Exercise task -> Copy all the entries word for word, but omit the pictures.

Dataset rows ->
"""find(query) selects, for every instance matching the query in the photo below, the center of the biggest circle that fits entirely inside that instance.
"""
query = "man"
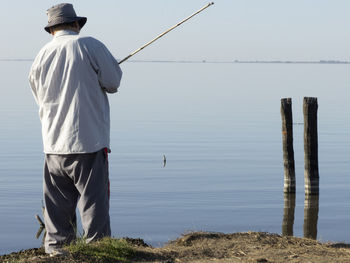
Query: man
(70, 78)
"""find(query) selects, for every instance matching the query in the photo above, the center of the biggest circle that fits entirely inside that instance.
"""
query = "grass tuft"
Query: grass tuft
(105, 250)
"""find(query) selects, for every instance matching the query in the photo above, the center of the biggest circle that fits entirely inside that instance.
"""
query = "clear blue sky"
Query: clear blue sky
(231, 29)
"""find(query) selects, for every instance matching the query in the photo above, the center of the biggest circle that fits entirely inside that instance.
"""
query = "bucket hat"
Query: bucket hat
(63, 13)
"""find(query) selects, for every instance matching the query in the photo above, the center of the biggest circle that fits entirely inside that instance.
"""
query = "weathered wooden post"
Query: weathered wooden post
(310, 146)
(288, 214)
(287, 141)
(311, 216)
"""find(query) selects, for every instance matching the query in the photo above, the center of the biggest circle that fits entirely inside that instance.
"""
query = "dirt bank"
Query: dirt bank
(213, 247)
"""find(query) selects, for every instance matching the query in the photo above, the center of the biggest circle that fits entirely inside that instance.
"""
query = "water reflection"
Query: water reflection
(288, 214)
(311, 216)
(311, 207)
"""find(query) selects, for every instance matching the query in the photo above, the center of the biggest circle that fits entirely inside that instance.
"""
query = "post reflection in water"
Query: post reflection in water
(288, 214)
(311, 206)
(311, 216)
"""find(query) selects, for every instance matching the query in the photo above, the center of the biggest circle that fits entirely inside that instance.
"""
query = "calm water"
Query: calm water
(220, 129)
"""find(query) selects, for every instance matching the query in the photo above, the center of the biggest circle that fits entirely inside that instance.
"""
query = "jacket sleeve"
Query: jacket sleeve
(31, 79)
(108, 70)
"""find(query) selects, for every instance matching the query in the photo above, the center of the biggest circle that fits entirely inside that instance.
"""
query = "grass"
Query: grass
(104, 250)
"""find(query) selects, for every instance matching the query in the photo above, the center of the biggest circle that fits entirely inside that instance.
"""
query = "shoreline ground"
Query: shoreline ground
(203, 247)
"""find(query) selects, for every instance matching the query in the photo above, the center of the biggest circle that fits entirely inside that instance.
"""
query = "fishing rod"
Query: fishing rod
(165, 32)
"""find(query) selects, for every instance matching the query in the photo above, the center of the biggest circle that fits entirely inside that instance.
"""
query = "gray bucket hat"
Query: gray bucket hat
(63, 13)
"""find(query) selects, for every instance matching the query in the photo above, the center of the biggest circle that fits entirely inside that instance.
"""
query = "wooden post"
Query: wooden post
(287, 141)
(288, 214)
(310, 146)
(311, 216)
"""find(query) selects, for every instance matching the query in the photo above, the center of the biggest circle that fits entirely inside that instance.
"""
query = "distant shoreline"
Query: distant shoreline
(333, 62)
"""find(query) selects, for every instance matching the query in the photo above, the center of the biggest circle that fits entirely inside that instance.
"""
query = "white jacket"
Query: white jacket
(70, 78)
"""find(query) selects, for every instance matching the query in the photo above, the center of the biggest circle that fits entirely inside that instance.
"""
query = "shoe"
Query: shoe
(58, 253)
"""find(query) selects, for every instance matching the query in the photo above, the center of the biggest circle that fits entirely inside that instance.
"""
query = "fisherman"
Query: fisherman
(70, 79)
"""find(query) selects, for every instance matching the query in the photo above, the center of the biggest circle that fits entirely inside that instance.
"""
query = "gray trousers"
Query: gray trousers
(71, 180)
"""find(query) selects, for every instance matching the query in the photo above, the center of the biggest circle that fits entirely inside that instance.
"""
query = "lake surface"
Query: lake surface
(219, 127)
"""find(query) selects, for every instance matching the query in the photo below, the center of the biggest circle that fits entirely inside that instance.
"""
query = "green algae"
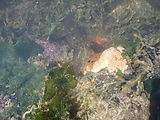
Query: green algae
(56, 103)
(19, 80)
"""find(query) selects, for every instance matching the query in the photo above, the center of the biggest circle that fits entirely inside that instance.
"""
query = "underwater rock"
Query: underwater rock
(111, 59)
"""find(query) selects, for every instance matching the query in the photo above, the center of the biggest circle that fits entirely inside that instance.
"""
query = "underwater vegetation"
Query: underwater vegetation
(56, 103)
(140, 60)
(20, 81)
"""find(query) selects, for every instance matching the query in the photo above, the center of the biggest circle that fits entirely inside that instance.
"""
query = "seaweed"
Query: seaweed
(56, 103)
(19, 80)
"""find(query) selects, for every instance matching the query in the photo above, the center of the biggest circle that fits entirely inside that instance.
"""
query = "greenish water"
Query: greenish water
(73, 23)
(19, 80)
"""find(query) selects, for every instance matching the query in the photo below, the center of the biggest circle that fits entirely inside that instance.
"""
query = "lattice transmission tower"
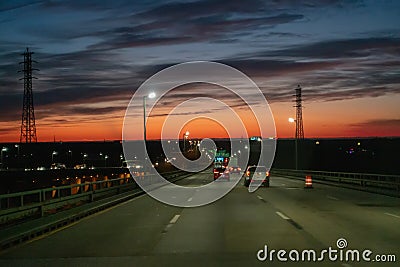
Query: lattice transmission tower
(299, 114)
(28, 125)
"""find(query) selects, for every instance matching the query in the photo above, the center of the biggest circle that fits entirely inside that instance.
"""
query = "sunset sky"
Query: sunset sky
(93, 55)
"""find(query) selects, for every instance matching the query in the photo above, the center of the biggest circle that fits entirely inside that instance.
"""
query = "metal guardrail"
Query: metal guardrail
(37, 203)
(378, 183)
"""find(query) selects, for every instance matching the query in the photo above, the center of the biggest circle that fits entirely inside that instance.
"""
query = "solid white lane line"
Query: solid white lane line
(173, 220)
(393, 215)
(283, 216)
(331, 197)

Solution to this problem ->
"""find(query) selects, for every instance matching the query in the photo below, the center of the biggest circle that fits entirely inside that instance.
"""
query = "man"
Query: man
(70, 78)
"""find(query) selects, for every instance matching the query in the photo above, the center of the biggest circle that fits entirely inside that instance.
"""
query = "grass tuft"
Query: grass tuft
(105, 250)
"""find(query) selects, for every instance matching the query in the photo above, the center of the biggest circle that fits entirely inside that instance.
"""
query = "clear blue sky"
Query: clear blue sky
(231, 29)
"""find(query) selects, for every instance matching the query in the photo above, the center of the biggest circle that fits entirely inside that instance.
"""
query = "bucket hat"
Query: bucket hat
(63, 13)
"""find(query) selects, for every instance matching the query in the photo above, the center of the biggest circle that fits entirely inside that instance.
"""
query = "weathered wooden post"
Query: weathered wooden post
(310, 146)
(288, 214)
(287, 141)
(311, 216)
"""find(query) selects, for every instance matching the query in the photo above, the center of the biggest circle that fits entirely inside that instance.
"""
query = "dirt bank"
Query: dirt bank
(213, 247)
"""find(query) selects, for every instance matching the query in the photo above, the center of the biggest circle that fits entirely inside that instance.
"""
query = "water reflection"
Query: water reflection
(288, 214)
(311, 216)
(311, 207)
"""find(query) selects, for every instance matching the query in the photo above, the center of the biggest circle that fits entirely inside that instance.
"""
query = "post reflection in water"
Query: post reflection in water
(288, 214)
(311, 206)
(311, 216)
"""find(query) selects, for every instance matching the query in the photo above, the center of the biggest circle that fits entirely inside that instance.
"""
query = "calm water"
Query: calm water
(220, 129)
"""find(query) selects, for every instance matching the query in the photo above, the center of the biggest circle that fits entirely inside that instance.
"""
query = "jacket sleeve"
Query: jacket sleeve
(31, 79)
(108, 70)
"""find(query) selects, for every instance matching the query in the photo above, the center of the biggest circle that fits entirely inside that instance.
"""
query = "grass"
Query: grass
(104, 250)
"""find(query) selects, for every instance matching the query in the photo above, the center of the biggest circle that fits entirely inside that instance.
"""
query = "shoreline ground"
Query: shoreline ground
(203, 247)
"""find(query) selects, for every instance matching the query in the photo above, the center of the biggest circle that fits entirely inside that instance.
"""
query = "fishing rod"
Query: fishing rod
(165, 32)
"""find(query) selects, for every instance matching the query in the photo above, the center of the biggest circle that fits entirely inside that instance.
"""
query = "gray bucket hat"
Query: gray bucket hat
(63, 13)
"""find(query) selects, for every instance matching the query in the photo above, the center of the biggest circle that fits entirely inside that instance.
"""
query = "wooden post"
Query: wooden post
(287, 141)
(288, 214)
(310, 146)
(311, 216)
"""find(query) selects, for every instance matching the query in the photo above, the center of the biggest circle that fits entirely inside that instance.
"""
query = "distant shoreline"
Query: distant shoreline
(333, 62)
"""find(query) selects, for every instance matching the query in the photo above, the center of the biggest circle that fits entirely inside that instance.
"""
query = "white jacket"
Query: white jacket
(70, 78)
"""find(query) selects, for every instance matching the query in the photo above, the center of the biggest circle that fits entirely inside that instance.
"""
query = "shoe"
Query: shoe
(58, 253)
"""find(query) selects, for every instance matching the query in the photo above, the center of the biggest circle that fits entirely inside that instance.
"""
query = "fisherman"
Query: fisherman
(70, 79)
"""find(query) selects, for every instance matching the query in the photo above, the center of the biggest circle that fits entirely inside that instance.
"""
query = "gray trousers"
Query: gray trousers
(71, 180)
"""find(query) selects, for every instance matching the query in the photo above, the center of the biggest circle that fits entirely inside that instance.
"""
query = "lake surface"
Query: lake surface
(219, 127)
"""find(query) selects, for every instance matching the query in the photo below, the center of the biggest circle that fits entirely inside that instance.
"""
query = "green algae"
Query: green algae
(56, 103)
(19, 80)
"""find(query) selects, for every instance matching the query in the photo above, the center of the biggest circle that fits entirely inside that instance.
"""
query = "underwater rock"
Query: underwater rock
(111, 59)
"""find(query) selects, for every instance matching the query in the photo above, the center of the biggest circle that fits entirely inside that instance.
"""
query = "underwater vegetation"
Query: underwater vegetation
(56, 103)
(140, 60)
(20, 81)
"""find(query) selects, for every instance matching the query in the photo above, the center of the biggest circle that fits entirely inside that instance.
"""
query = "seaweed"
Query: seaweed
(56, 103)
(19, 80)
"""find(query) selects, for every instance matching the query in the photo above, the center of the biggest circle that fits entirely inside that instance.
"""
query = "greenish water"
Query: greenish water
(73, 23)
(19, 80)
"""find(query) selects, for every instance matching the query in the photo below, the center of the biggest circle that fits entirely inside that instance.
"""
query = "lattice transmission tower"
Query: lattice transmission tower
(299, 114)
(28, 125)
"""find(query) selects, for every instance matching the query in the photo above, the center of the biggest circle that fits entirely inside that instance.
"""
query = "sunset sky"
Query: sunset sky
(93, 55)
"""find(query) selects, for every instance matching the query in the photo above, the center of the biggest circle that fits entirely inside that instance.
"""
query = "metal guardrail"
Query: metal guardrail
(37, 203)
(378, 183)
"""find(query) selects, for every instance matching the query in the photo above, the center of the biggest circle that fits entirely inside that instance.
"""
query = "solid white lane line"
Query: solid white lane line
(173, 220)
(393, 215)
(283, 216)
(331, 197)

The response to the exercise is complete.